## Brief 1
In the passage on the Vineland facility, write out the part starting with "Defendants submitted their" and going on through "1987. P.E. 27.", putting "Vineland" wherever "Defendants" appears.
## Brief 2
Answer these questions from the passage on the Vineland facility:
(a) How many deficiencies did the first Part B RCRA permit application have?
(b) On what date did the DEP and the EPA meet to coordinate closure of the impoundments?
(c) When did the defendants withdraw their first closure plan?
## Brief 3
Using the passage on the Vineland facility, say whether each statement agrees with it. Answer yes or no, and quote the words that decide it.
(a) Melinda Dower is bureau chief of federal case management at the DEP.
(b) The defendants made two Part B RCRA permit applications to the DEP.
(c) The DEP chose to review any closure plan from Vineland before the EPA's RI/FS was complete.

## Extracted text
----------
Defendants allege a further conflict between a DEP administrative order and RCRA regulations. During redirect examination of Melinda Dower, bureau chief of federal case management at the DEP, defendants' counsel sought to show that paragraph 50 of the DEP's September 13, 1988 administrative order, which required that Vineland transport arsenic contaminated soil off-site, conflicted with RCRA's land ban regulations restricting movement of such hazardous wastes. T.T. at p. 281, line 14 to p. 284, line 6. However, Ms. Dower testified that while she was not certain of how the land ban regulations would apply to the arsenic contaminated soil at the Vineland facility, paragraph 50 provides that Vineland could submit plans for an "alternate disposal and/or treatment method to remediate soil contamination." D.E. 8, P50; T.T. at p. 283, lines 18-24. Thus, Vineland was free to recommend alternatives that would avoid any perceived conflict with RCRA's land ban regulations.

d) Closure of the Impoundments

Defendants made three Part B RCRA permit applications to the DEP to obtain approval to continue to operate the impoundments. The DEP found them all to be deficient, with the first application having 130 deficiencies, and the second attempt still having 111 deficiencies. Joint Exhibit (J.E.) 1. Therefore, the DEP determined that the impoundments should be closed. J.E. 1.

The DEP and the EPA met on April 15, 1987 to coordinate closure of Vineland's impoundments. The agencies were seeking to avoid subjecting Vineland to inconsistent obligations which might arise from the DEP's closure efforts under RCRA and the EPA's Superfund activities at the Vineland facility. T.T. at p. 275, line 10 to p. 276, line 12. The DEP decided then to delay review of any closure plan that might be forthcoming from Vineland until the EPA's Superfund Remedial Investigation and Feasibility Study (RI/FS) of the Vineland property was complete. D.E. at p. 128-130.

Defendants submitted their first closure plan to the DEP on April 23, 1987. J.E. 1 at P18. Defendants withdrew that plan on November 16, 1987. P.E. 27.
----------
## Recorded information
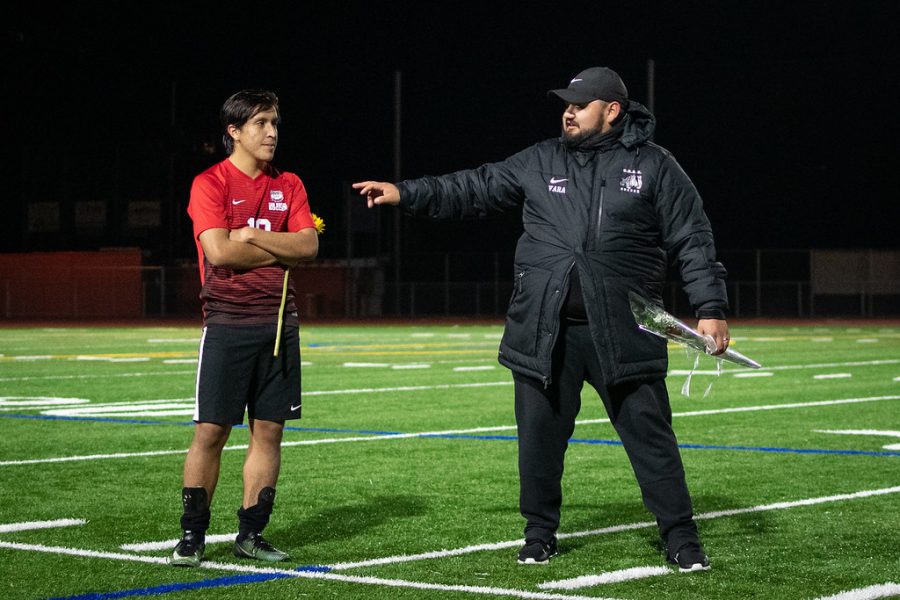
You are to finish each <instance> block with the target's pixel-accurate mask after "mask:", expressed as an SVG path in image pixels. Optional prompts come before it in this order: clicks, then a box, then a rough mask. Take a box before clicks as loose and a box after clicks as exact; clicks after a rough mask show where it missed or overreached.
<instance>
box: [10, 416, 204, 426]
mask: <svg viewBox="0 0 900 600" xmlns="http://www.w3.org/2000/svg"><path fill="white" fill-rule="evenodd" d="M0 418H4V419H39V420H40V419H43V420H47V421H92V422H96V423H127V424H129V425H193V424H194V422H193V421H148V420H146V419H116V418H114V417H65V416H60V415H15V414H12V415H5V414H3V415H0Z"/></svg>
----------
## Response 1
Vineland submitted their first closure plan to the DEP on April 23, 1987. J.E. 1 at P18. Vineland withdrew that plan on November 16, 1987. P.E. 27.

## Response 2
(a) 130
(b) April 15, 1987
(c) November 16, 1987

## Response 3
(a) Yes: "Melinda Dower, bureau chief of federal case management at the DEP"
(b) No: "Defendants made three Part B RCRA permit applications to the DEP"
(c) No: "delay review of any closure plan that might be forthcoming from Vineland until the EPA's Superfund Remedial Investigation and Feasibility Study (RI/FS) of the Vineland property was complete"